### Written exercise
Copy each line below exactly and leave the pictures out.

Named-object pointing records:

<<<<

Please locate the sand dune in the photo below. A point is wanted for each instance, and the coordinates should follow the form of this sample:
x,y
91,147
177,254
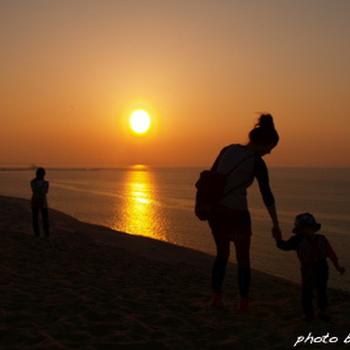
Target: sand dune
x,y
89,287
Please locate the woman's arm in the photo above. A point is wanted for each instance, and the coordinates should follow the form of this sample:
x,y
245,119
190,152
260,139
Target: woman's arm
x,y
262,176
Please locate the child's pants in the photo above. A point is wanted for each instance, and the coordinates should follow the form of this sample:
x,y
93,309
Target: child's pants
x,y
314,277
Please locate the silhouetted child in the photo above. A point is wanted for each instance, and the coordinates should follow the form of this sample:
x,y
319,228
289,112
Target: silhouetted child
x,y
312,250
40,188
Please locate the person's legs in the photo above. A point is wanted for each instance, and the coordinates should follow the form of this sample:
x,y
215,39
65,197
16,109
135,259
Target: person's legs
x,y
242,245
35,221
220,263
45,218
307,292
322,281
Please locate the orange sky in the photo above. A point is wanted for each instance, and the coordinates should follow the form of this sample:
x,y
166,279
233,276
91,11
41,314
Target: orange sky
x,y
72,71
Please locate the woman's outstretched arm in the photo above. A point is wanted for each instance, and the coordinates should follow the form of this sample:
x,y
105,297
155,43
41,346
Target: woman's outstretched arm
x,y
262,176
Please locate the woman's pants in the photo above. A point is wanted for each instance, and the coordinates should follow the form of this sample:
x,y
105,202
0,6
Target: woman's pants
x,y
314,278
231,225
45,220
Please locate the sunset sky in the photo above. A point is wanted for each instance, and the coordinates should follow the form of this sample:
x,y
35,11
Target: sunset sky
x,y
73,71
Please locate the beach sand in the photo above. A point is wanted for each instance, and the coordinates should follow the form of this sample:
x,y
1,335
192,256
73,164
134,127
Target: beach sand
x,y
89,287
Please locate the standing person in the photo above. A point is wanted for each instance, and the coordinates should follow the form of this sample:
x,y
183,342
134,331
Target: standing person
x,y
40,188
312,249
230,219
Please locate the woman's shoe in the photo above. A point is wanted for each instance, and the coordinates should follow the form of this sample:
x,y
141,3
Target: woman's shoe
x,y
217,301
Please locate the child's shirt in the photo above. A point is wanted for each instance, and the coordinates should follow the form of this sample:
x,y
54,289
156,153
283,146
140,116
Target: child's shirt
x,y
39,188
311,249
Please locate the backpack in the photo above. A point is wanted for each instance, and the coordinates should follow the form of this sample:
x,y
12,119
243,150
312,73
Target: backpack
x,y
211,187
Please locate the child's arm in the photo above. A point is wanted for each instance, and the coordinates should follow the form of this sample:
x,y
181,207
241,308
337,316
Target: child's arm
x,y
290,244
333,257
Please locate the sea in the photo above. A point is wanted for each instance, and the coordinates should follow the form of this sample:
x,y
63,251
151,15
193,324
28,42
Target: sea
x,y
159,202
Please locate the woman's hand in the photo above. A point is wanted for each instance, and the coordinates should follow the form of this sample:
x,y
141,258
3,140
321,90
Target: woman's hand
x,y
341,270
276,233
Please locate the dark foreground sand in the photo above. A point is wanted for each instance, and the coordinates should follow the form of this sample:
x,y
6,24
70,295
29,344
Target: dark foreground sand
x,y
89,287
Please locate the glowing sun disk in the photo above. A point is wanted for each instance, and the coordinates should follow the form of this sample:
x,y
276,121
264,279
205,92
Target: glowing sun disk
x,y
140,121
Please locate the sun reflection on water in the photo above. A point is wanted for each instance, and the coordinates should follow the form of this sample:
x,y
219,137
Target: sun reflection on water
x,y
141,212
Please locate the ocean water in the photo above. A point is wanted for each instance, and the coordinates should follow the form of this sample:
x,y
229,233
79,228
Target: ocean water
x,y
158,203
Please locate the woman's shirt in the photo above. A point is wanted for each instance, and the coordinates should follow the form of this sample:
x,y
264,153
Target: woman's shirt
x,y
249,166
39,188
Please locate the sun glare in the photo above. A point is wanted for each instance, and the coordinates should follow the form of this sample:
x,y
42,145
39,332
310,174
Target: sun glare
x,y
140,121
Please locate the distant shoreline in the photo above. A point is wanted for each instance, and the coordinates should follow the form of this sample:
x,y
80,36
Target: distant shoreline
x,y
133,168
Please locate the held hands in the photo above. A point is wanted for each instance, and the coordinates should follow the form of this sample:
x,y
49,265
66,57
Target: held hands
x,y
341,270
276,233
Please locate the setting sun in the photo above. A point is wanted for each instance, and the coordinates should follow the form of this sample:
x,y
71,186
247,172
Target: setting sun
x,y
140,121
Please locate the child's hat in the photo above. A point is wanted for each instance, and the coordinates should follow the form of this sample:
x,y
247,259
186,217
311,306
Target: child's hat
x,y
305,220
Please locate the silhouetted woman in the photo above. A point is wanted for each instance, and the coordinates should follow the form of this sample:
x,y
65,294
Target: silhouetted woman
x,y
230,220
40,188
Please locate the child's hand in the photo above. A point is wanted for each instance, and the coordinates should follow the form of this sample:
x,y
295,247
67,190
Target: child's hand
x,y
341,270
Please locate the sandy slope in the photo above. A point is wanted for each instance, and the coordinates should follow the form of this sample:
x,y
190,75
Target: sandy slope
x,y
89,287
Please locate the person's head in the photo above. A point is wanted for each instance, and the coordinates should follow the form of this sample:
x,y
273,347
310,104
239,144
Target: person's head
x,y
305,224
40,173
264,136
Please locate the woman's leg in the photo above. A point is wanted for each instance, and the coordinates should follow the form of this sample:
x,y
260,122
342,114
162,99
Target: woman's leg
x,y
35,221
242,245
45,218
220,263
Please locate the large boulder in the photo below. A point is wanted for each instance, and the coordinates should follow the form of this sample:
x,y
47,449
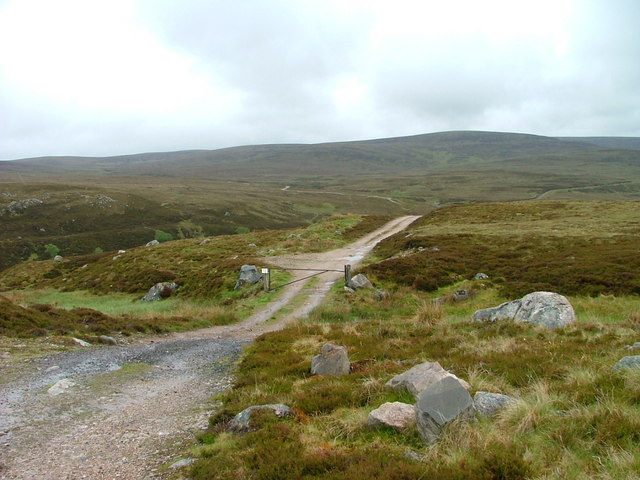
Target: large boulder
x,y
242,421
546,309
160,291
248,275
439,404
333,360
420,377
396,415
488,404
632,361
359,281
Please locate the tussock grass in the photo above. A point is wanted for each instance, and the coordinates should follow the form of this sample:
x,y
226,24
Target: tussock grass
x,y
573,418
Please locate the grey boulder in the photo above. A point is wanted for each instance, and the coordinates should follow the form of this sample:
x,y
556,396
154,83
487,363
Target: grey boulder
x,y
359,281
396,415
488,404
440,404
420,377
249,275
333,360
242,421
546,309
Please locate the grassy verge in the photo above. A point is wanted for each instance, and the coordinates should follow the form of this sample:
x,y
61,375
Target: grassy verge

>>>>

### Solution for this task
Please locate the sand dune in the photo below. A point is wanted for each instance, and the coordinates should follow the form of this sample:
x,y
91,147
177,254
Target: sand dune
x,y
89,287
Please locate the woman's arm in the photo above. A point is wanted for each instance, and the coordinates should follow the form of this sample:
x,y
245,119
190,152
260,139
Target: woman's arm
x,y
262,176
Please locate the child's pants in the photo above. A point is wanted for each instance, and the coordinates should follow the form of this sample:
x,y
93,309
Target: child's pants
x,y
314,277
Please locate the silhouetted child in the photo above. A point is wanted for each instance, and the coordinates should follow the form of this sample:
x,y
319,228
289,112
Target: silhouetted child
x,y
312,250
40,188
Please locate the person's legs in the photo above. A point is wanted for each instance, and the coordinates should follow the form of this sample:
x,y
215,39
65,197
16,109
135,259
Target: person's legs
x,y
242,245
35,221
220,263
45,218
307,292
322,281
Please locate the orange sky in the photo above. A point is wanted for each instance, and the coordinates should follow the form of this sample:
x,y
166,279
233,276
91,11
41,314
Target: orange sky
x,y
72,71
Please locate the woman's outstretched arm in the photo above. A point is wanted for each instance, and the coordinates should follow the form of this sample:
x,y
105,297
155,43
41,346
Target: woman's outstretched arm
x,y
262,176
Please locate the woman's pants in the photo above. A point is wanted for each instance, and the coordinates should follow the form of this sample:
x,y
105,202
0,6
Target: woman's pants
x,y
314,278
231,225
45,220
Please locate the sunset sky in the photo above. A point is wanted for each instance, and the coordinates should follow the form of this sample:
x,y
35,11
Target: sunset sky
x,y
73,71
Please locate the beach sand in the photo above. A point is wanted for each instance, and the coordinates should follow the form of this sample:
x,y
1,335
192,256
73,164
134,127
Target: beach sand
x,y
89,287
Please locate the standing person in the photo above. A point is wanted for each instance, and the coordinates should follow the form of this sample:
x,y
183,342
134,331
Target: standing person
x,y
40,188
312,249
230,219
Please locate the woman's shoe in the photo above. A point is wanted for each instance, and the coordinates should follow the form of this sample:
x,y
141,3
Target: woman's shoe
x,y
217,301
Please locate the child's shirt in the photo above. A point is wanted for each instance, and the coordinates should follow the form of this sample:
x,y
54,289
156,153
283,146
140,116
Target: child's shirt
x,y
39,188
311,249
Please locate the backpack in the photo above. A point is wanted for each instance, and the coordinates should follow the form of this sample:
x,y
12,119
243,150
312,73
Target: backpack
x,y
211,187
Please locate the child's arm in the photo above. A point is wanted for each instance, and the coordinates should follow the form of this sample:
x,y
181,207
241,308
337,316
Target: child's arm
x,y
290,244
333,257
Please locate the sea in the photo above. A point is wanted for each instance, and the coordinates should follow the form of this sample:
x,y
63,251
151,15
193,324
28,42
Target: sea
x,y
159,202
Please locate the woman's hand in the photo above. A point is wanted for each instance, and the coordinates should follow the form of this sample:
x,y
141,258
3,140
321,90
Target: woman's hand
x,y
341,270
276,233
Please locate the dark foreground sand in the photo above. A point is wanted for each instance, and the coordinates should follow the form of this sample:
x,y
6,24
70,295
29,344
Target: dark foreground sand
x,y
89,287
Please locate the glowing sun disk in the photo above. A point is wanted for each instance, and the coordinates should follow the form of this sample:
x,y
276,121
264,279
205,92
Target: glowing sun disk
x,y
140,121
Please locate the sun reflection on water in the photo above. A point is wanted for each instance, and the coordinates should follow the form of this sample:
x,y
219,137
Target: sun reflection on water
x,y
141,212
Please locate the ocean water in the photo above. A point is wanted for each instance, and the coordinates should follow the form of this sample:
x,y
229,233
79,228
Target: ocean water
x,y
158,203
Please locate the woman's shirt in the photo above. A point is wanted for each instance, and the coordinates should follow the form of this sample:
x,y
264,153
Target: woman's shirt
x,y
249,166
39,188
Please locate the sun glare in the photo above. A point is wanted for each instance, and the coordinates should follow the form of this sample:
x,y
42,145
39,332
310,174
Target: sun glare
x,y
140,121
Please locate the distant shoreline in the photo above. A point is wanted for each instance, and the coordinates should follow the form of this sample:
x,y
80,36
Target: distant shoreline
x,y
133,168
Please locate the held hands in the photo above. A point is wanted for each instance, and the coordinates should follow the form of this sample:
x,y
49,265
66,57
Target: held hands
x,y
341,270
276,233
Please locate the setting sun in the photo above. A point is wanted for each instance, and the coordinates should follow the form of this sample:
x,y
71,186
247,172
Target: setting sun
x,y
140,121
Please locate the child's hat in the photo above. A point is wanted for each instance, and the coordinates should follow the form of this sample:
x,y
247,259
186,217
311,306
Target: child's hat
x,y
305,220
Please locate the silhouetted woman in the photo above. A point is wanted for each instance, and the coordinates should follow the form of this sample:
x,y
65,294
Target: silhouetted woman
x,y
230,220
40,188
Please locate the child's hand in the photo above. A point is wanted for each instance, and the coordinates should follow the form of this sample:
x,y
295,247
67,190
Target: child's hand
x,y
341,270
Please locate the sandy slope in the photo above. A point is wanted for each instance, and the coordinates should follow the form of this sample:
x,y
190,75
Target: sandy slope
x,y
89,287
Please locate the person's head in the photo above. A point is wanted for each instance, and the coordinates should follow the form of this sample:
x,y
273,347
310,104
239,144
Target: person's head
x,y
305,224
40,173
264,136
Please locate the woman's leg in the photo above. A point is wanted for each instance, and the coordinates should follow the form of this sample:
x,y
260,122
342,114
162,99
Target: woman's leg
x,y
35,221
242,245
45,218
220,263
Please locate the large boulder in the photo below. A point is wanted for each instance, and the coordinates should follow the form of this sample:
x,y
47,449
Target: large boulder
x,y
242,421
546,309
160,291
248,275
439,404
333,360
420,377
396,415
488,404
632,361
359,281
Please locate the tussock grass in the photo above. A point is wanted for each instance, and the coordinates should follow the form of this sample:
x,y
226,24
Target: tussock grass
x,y
573,418
Please locate the grey boulder in the photo above. A point is wanted for each instance, and the coordinates should follow the form of this sample:
x,y
556,396
154,83
487,363
Target: grey boulder
x,y
359,281
396,415
488,404
440,404
420,377
249,275
333,360
242,421
546,309
Please locate the grassy verge in the photo above. A point is wanted for each instance, and the coordinates should follow the form of this sample:
x,y
61,375
Target: grassy verge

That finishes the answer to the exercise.